** Start **

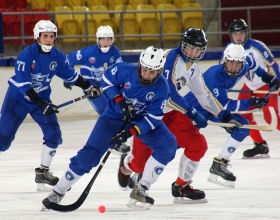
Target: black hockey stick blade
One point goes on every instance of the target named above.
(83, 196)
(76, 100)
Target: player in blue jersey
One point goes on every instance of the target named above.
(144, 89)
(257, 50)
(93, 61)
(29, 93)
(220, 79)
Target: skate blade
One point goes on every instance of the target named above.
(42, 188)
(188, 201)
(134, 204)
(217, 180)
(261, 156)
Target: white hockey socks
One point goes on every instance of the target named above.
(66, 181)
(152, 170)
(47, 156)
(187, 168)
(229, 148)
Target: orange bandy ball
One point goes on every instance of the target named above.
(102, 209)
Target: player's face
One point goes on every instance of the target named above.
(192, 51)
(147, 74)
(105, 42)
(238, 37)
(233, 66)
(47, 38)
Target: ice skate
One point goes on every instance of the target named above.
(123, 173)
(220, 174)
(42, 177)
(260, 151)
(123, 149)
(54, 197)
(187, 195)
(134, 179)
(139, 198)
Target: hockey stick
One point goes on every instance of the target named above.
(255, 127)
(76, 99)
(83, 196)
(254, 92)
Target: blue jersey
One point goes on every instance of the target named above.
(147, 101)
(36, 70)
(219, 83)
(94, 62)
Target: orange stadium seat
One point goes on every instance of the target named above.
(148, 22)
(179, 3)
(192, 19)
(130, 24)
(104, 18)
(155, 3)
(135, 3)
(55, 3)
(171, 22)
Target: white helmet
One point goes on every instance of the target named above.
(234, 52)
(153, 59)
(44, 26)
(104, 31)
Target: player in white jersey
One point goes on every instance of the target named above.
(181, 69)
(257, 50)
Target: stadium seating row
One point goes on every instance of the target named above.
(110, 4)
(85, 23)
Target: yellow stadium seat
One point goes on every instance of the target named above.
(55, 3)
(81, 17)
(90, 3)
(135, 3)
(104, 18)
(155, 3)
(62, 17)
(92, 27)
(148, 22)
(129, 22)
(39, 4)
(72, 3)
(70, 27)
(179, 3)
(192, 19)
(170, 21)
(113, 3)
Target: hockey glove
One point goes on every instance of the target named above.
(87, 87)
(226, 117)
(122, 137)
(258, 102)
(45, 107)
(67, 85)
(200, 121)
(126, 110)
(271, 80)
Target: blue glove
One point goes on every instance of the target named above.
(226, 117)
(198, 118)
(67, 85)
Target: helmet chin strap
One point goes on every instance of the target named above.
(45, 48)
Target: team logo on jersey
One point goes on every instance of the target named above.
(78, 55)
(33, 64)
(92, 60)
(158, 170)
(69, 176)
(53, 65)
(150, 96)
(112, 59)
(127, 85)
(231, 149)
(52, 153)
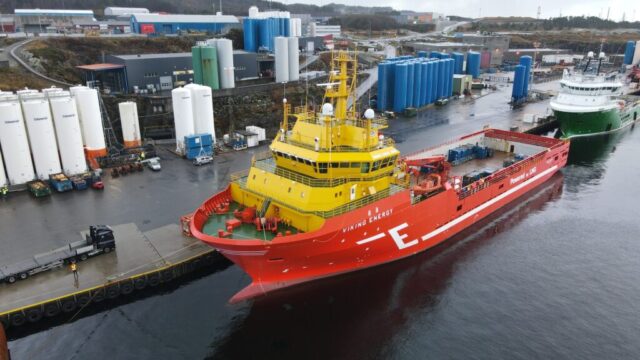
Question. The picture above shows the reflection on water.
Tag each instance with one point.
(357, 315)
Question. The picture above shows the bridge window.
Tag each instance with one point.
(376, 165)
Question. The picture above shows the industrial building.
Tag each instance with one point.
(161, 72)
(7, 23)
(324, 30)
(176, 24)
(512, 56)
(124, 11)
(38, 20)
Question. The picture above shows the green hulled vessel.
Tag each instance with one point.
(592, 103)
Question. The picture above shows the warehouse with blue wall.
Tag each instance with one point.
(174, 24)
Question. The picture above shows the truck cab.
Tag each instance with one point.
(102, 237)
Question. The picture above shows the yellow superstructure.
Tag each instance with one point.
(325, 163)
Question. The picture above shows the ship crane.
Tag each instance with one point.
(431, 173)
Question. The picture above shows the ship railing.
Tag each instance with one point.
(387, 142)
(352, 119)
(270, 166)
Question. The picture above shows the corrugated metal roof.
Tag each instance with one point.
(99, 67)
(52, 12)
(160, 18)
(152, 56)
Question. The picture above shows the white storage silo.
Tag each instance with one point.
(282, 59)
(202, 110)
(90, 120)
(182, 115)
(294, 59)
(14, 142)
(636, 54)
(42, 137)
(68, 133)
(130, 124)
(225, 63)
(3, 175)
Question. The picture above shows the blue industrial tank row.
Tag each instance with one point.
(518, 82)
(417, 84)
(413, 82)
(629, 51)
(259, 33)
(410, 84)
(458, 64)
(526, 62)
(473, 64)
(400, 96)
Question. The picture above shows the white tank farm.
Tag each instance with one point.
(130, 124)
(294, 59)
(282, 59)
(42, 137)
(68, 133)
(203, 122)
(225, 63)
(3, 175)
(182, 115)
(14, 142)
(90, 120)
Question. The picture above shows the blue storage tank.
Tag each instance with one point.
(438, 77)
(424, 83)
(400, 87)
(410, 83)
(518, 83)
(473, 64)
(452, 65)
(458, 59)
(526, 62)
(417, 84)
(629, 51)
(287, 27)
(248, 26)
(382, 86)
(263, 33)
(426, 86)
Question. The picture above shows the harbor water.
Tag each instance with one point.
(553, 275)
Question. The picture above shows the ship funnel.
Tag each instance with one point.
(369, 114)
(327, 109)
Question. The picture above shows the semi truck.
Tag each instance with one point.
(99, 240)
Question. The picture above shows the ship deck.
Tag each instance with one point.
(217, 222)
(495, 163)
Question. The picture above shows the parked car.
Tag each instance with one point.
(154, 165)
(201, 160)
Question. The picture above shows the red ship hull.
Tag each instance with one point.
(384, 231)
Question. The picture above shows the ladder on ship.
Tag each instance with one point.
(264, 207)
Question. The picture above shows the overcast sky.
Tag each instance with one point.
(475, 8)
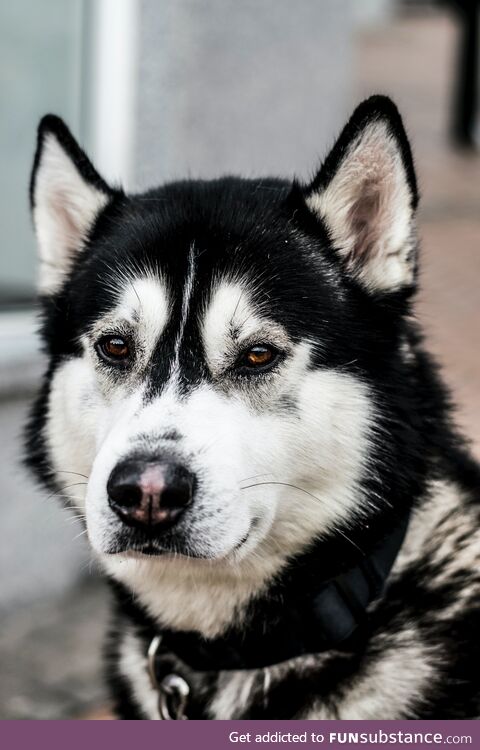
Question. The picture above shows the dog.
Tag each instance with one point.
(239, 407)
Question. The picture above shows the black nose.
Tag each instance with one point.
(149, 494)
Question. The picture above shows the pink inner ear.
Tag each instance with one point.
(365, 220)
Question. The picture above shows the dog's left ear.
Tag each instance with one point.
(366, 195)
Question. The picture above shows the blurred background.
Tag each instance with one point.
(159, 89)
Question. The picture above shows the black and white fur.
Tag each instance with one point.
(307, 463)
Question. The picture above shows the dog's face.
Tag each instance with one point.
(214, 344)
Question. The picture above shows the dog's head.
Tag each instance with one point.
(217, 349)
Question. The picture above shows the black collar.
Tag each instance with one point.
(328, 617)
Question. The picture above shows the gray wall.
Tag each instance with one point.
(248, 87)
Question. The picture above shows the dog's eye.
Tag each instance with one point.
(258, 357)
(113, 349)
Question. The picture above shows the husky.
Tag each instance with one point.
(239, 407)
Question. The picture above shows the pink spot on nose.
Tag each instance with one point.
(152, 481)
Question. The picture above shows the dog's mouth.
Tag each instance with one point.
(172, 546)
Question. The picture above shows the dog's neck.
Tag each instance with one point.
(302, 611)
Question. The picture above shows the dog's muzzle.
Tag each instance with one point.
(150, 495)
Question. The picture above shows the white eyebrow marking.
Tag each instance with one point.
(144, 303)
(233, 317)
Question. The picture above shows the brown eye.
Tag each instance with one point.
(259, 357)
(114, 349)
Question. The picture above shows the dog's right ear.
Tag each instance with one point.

** End **

* **YOUR TASK**: Reproduce the listing above verbatim from beginning to end, omitting the pictures.

* **ANSWER FOR THE TASK**:
Target: black hockey stick blade
One point goes on every instance of the target named above.
(83, 196)
(76, 100)
Target: player in blue jersey
One point goes on every instance of the target named above.
(144, 89)
(257, 50)
(93, 61)
(29, 93)
(220, 79)
Target: skate blade
One point goes on every instance of the target named above.
(42, 188)
(188, 201)
(134, 204)
(217, 180)
(261, 156)
Target: white hockey socks
One point goes on every instance of the target named above.
(66, 181)
(152, 170)
(47, 156)
(187, 168)
(229, 148)
Target: orange bandy ball
One point goes on every instance of the target named above.
(102, 209)
Target: player's face
One point goes on every instance of the target named above.
(192, 51)
(147, 74)
(105, 42)
(238, 37)
(233, 66)
(47, 38)
Target: ice skate
One point goes on every instance of the target named above.
(123, 173)
(220, 174)
(42, 177)
(260, 151)
(123, 149)
(54, 197)
(187, 195)
(134, 179)
(139, 198)
Target: hockey stick
One point goes on every instance of the target named above.
(255, 127)
(76, 99)
(83, 196)
(254, 92)
Target: blue jersey
One point goes on every instance of the target named above.
(147, 101)
(36, 70)
(219, 83)
(94, 62)
Target: orange stadium seat
One point goes on every instance of the target named above.
(148, 22)
(179, 3)
(192, 19)
(130, 24)
(104, 18)
(155, 3)
(135, 3)
(55, 3)
(171, 22)
Target: white helmet
One point goes on every instance of the target named above.
(234, 52)
(153, 59)
(44, 26)
(104, 31)
Target: player in white jersey
One point goes on every instance of the target named above.
(181, 69)
(257, 50)
Target: stadium seating row
One point goes on every instance of the target named above.
(110, 4)
(85, 23)
Target: yellow stadium seat
One point goes on every instance of the target named above.
(55, 3)
(81, 17)
(90, 3)
(135, 3)
(104, 18)
(155, 3)
(62, 17)
(92, 27)
(148, 22)
(129, 22)
(39, 4)
(72, 3)
(70, 27)
(179, 3)
(192, 19)
(170, 21)
(113, 3)
Target: hockey glove
One point goes on every instance of the target named above.
(87, 87)
(226, 117)
(122, 137)
(258, 102)
(45, 107)
(67, 85)
(200, 121)
(126, 110)
(271, 80)
Target: blue glove
One point goes on every instance of the target named above.
(226, 117)
(198, 118)
(67, 85)
Target: helmet chin strap
One point goes on every instance of the target named above.
(45, 48)
Target: team logo on jersey
One point goes on every instance of the target named above.
(78, 55)
(33, 64)
(92, 60)
(158, 170)
(69, 176)
(53, 65)
(150, 96)
(112, 59)
(127, 85)
(231, 149)
(52, 153)
Question. The picture above shows the reflection on water.
Tag each instance with one point.
(357, 315)
Question. The picture above shows the bridge window.
Tag each instance with one point.
(376, 165)
Question. The picture above shows the industrial building.
Tag each instance with one point.
(161, 72)
(7, 23)
(324, 30)
(176, 24)
(512, 56)
(124, 11)
(38, 20)
Question. The picture above shows the green hulled vessel.
Tag each instance with one point.
(592, 103)
Question. The picture above shows the warehouse with blue wall.
Tag each instance with one point.
(174, 24)
Question. The picture above shows the truck cab.
Tag each instance with one point.
(102, 237)
Question. The picture above shows the yellow superstructure.
Tag each instance with one point.
(325, 163)
Question. The picture above shows the ship crane.
Tag each instance with one point.
(431, 173)
Question. The picture above shows the ship railing.
Tag each instance with one point.
(387, 142)
(352, 119)
(270, 166)
Question. The picture above shows the corrugated metal roof.
Tag each instance with one point.
(99, 67)
(52, 12)
(160, 18)
(152, 56)
Question. The picture above shows the white storage silo.
Tag each instance with one point.
(282, 59)
(202, 110)
(90, 120)
(182, 115)
(294, 59)
(14, 142)
(636, 54)
(42, 137)
(68, 133)
(130, 124)
(225, 63)
(3, 175)
Question. The picture above shows the blue industrial tank row.
Tag each instance with one point.
(518, 82)
(417, 84)
(413, 82)
(629, 51)
(259, 33)
(410, 84)
(458, 64)
(526, 62)
(473, 64)
(400, 96)
Question. The picture above shows the white tank farm.
Tag each instance with one point.
(130, 124)
(294, 59)
(282, 59)
(42, 137)
(68, 133)
(203, 122)
(225, 63)
(3, 175)
(182, 115)
(14, 142)
(90, 120)
Question. The picture above shows the blue storage tank.
Tag each instance with one point.
(438, 77)
(424, 83)
(400, 87)
(410, 83)
(518, 83)
(473, 64)
(452, 65)
(458, 59)
(526, 62)
(417, 84)
(629, 51)
(287, 27)
(248, 26)
(382, 86)
(263, 33)
(426, 86)
Question. The picture above shows the harbor water.
Tag each instance with one point.
(553, 275)
Question. The picture above shows the ship funnel.
Tag each instance with one point.
(369, 114)
(327, 109)
Question. The picture above shows the semi truck.
Tag each instance with one point.
(99, 240)
Question. The picture above shows the ship deck.
Tag each instance with one point.
(217, 222)
(495, 163)
Question. The picture above shows the parked car.
Tag each instance with one point.
(154, 165)
(201, 160)
Question. The picture above shows the red ship hull.
Tag each instance with one point.
(384, 231)
Question. The picture above shows the ladder on ship.
Tag each instance with one point.
(264, 207)
Question. The picture above shows the overcast sky.
Tag each instance with one point.
(475, 8)
Question. The picture above shows the dog.
Tag each instance with one point.
(239, 407)
Question. The picture above shows the black nose.
Tag each instance with one point.
(149, 494)
Question. The picture above shows the pink inner ear.
Tag each instance with one point.
(365, 220)
Question. The picture above shows the dog's left ear.
Tag each instance with one point.
(366, 195)
Question. The picture above shows the blurred background.
Tag each instance with one point.
(159, 89)
Question. The picture above shows the black and white fur.
Tag each instance with one point.
(307, 463)
Question. The picture above shows the dog's face.
Tag each instance with one point.
(214, 344)
Question. The picture above shows the dog's head.
Tag each instance with one point.
(217, 349)
Question. The picture above shows the black collar.
Tag each instance with one point.
(328, 617)
Question. The picture above shows the gray wall.
Tag each instance with one point.
(248, 87)
Question. The picture above shows the dog's eye.
Tag each instance with one point.
(258, 357)
(113, 349)
Question. The picture above shows the husky.
Tag each instance with one point.
(239, 407)
Question. The picture above shows the pink spot on nose.
Tag each instance with one point.
(152, 481)
Question. The picture above shows the dog's mouth.
Tag each instance with one point.
(172, 546)
Question. The picture above shows the dog's neck.
Tag each instance with one point.
(302, 611)
Question. The picture above shows the dog's muzzle.
Tag each instance with one point.
(150, 495)
Question. The picture above shows the white eyebrow marking.
Tag each instance with one point.
(144, 303)
(233, 317)
Question. The picture above shows the brown eye.
Tag each instance with one point.
(259, 357)
(114, 349)
Question. The picture above shows the dog's right ear.
Tag each instance with one point.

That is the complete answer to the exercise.